• **Exercise objective**
Copy each line of the listing below exactly.

┄┄┄┄┄┄

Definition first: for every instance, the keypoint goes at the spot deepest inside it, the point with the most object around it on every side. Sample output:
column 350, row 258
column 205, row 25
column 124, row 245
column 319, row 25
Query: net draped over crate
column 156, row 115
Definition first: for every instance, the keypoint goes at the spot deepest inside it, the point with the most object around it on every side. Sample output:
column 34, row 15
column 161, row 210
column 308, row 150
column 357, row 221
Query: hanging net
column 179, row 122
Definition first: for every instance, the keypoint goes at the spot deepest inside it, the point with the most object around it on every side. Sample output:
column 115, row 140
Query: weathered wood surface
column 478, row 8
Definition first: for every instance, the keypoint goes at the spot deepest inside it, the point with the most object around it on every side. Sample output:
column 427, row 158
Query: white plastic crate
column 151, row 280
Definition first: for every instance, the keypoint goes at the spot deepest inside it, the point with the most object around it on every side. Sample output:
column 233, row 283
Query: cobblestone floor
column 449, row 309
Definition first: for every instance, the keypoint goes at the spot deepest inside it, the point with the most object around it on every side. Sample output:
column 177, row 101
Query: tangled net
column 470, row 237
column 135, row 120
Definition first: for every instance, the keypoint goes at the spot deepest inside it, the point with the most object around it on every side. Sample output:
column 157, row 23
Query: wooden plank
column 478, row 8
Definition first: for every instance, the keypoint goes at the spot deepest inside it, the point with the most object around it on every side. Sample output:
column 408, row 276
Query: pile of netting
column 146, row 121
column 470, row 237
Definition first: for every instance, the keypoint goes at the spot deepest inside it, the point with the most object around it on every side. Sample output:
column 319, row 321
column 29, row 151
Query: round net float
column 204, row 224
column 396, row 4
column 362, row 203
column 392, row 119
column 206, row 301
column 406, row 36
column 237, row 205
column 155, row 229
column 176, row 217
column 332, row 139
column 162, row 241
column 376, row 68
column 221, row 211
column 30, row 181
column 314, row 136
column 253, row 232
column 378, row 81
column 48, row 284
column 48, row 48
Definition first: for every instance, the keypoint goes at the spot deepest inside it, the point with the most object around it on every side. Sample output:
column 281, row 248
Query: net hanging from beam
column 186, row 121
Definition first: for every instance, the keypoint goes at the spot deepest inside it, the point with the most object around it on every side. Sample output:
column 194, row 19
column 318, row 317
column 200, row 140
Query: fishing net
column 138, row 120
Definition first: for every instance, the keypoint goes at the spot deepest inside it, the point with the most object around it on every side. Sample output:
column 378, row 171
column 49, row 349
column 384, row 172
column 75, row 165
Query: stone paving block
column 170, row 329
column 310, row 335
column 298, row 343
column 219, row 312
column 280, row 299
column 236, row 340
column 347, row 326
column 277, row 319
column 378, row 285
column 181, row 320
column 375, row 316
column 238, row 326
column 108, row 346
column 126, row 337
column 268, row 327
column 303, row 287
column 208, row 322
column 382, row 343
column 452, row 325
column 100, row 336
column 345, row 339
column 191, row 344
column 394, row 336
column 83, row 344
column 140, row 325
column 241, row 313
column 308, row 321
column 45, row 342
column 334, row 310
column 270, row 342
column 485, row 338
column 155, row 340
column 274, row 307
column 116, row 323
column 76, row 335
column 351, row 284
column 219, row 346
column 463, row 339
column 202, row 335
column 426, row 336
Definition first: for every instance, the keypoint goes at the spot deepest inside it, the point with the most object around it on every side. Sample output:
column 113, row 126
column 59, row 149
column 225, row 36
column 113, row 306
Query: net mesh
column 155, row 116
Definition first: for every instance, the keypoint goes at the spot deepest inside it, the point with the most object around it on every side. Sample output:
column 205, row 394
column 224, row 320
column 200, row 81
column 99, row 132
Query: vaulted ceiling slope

┄┄┄┄┄┄

• **Answer to the exercise**
Definition first: for every instance, the keypoint goes at the spot deepest inside it, the point with the most object around it on every side. Sample output:
column 350, row 258
column 205, row 25
column 124, row 245
column 319, row 25
Query: net draped over crate
column 156, row 115
Definition first: for every instance, the keypoint goes at the spot deepest inside it, the point with the most object around it on every side. Sample output:
column 34, row 15
column 161, row 210
column 308, row 150
column 357, row 221
Query: hanging net
column 179, row 122
Definition first: for every instance, the keypoint goes at the spot deepest inside it, the point with the most object around it on every side. Sample output:
column 115, row 140
Query: weathered wood surface
column 478, row 8
Definition first: for every instance, the keypoint goes at the spot deepest inside it, the point with the most object around it on every side. Sample output:
column 427, row 158
Query: white plastic crate
column 151, row 280
Definition first: for every instance, the keypoint goes at the spot deepest inside it, the point with the most object around it on every side. Sample output:
column 233, row 283
Query: cobblestone floor
column 449, row 309
Definition first: for every instance, the keypoint goes at the spot deepest inside it, the point with the most object around it on every side. Sample output:
column 177, row 101
Query: tangled net
column 470, row 237
column 135, row 120
Definition first: for every instance, the keypoint goes at the spot deepest inside it, the point with the most object around it on every side. Sample output:
column 157, row 23
Query: wooden plank
column 478, row 8
Definition first: for every instance, the keypoint goes at the spot deepest inside it, the point with the most object around it on every side. Sample output:
column 408, row 276
Query: pile of netting
column 146, row 121
column 470, row 237
Definition first: for every instance, the keypoint goes at the spot deepest inside it, the point with the most object around it on every side. Sample output:
column 319, row 321
column 29, row 151
Query: round net float
column 204, row 224
column 396, row 4
column 362, row 203
column 392, row 119
column 206, row 301
column 406, row 36
column 237, row 205
column 155, row 229
column 176, row 217
column 332, row 139
column 162, row 241
column 376, row 68
column 221, row 211
column 30, row 181
column 314, row 136
column 253, row 232
column 378, row 81
column 48, row 284
column 48, row 48
Definition first: for every instance, the keypoint goes at the spot deepest inside it, the point with the most object around it on every side. Sample output:
column 281, row 248
Query: net hanging from beam
column 186, row 121
Definition first: for every instance, the keypoint goes at the spot deepest inside it, the point with the most object around it on every side. Sample output:
column 194, row 19
column 318, row 317
column 200, row 140
Query: fishing net
column 138, row 120
Definition first: for every instance, the keypoint goes at the spot deepest inside it, the point with the most object around it on every side. Sample output:
column 378, row 171
column 49, row 349
column 384, row 172
column 75, row 165
Query: stone paving block
column 170, row 329
column 310, row 335
column 298, row 343
column 219, row 312
column 280, row 299
column 236, row 340
column 347, row 326
column 277, row 319
column 378, row 285
column 181, row 320
column 375, row 316
column 238, row 326
column 108, row 346
column 126, row 337
column 268, row 327
column 303, row 287
column 208, row 322
column 382, row 343
column 452, row 325
column 100, row 336
column 345, row 339
column 191, row 344
column 394, row 336
column 83, row 344
column 140, row 325
column 241, row 313
column 308, row 321
column 45, row 342
column 334, row 310
column 270, row 342
column 485, row 338
column 155, row 340
column 274, row 307
column 116, row 323
column 76, row 335
column 351, row 284
column 219, row 346
column 463, row 339
column 202, row 335
column 426, row 336
Definition first: for every instance, the keypoint goes at the spot deepest inside it, the point with the most object around it on every side. Sample output:
column 113, row 126
column 59, row 149
column 225, row 36
column 113, row 306
Query: net mesh
column 155, row 116
Definition first: for every instance, the keypoint goes at the spot deepest inside it, the point with the most object around it on every side. Sample output:
column 205, row 394
column 224, row 320
column 200, row 81
column 99, row 132
Query: vaulted ceiling slope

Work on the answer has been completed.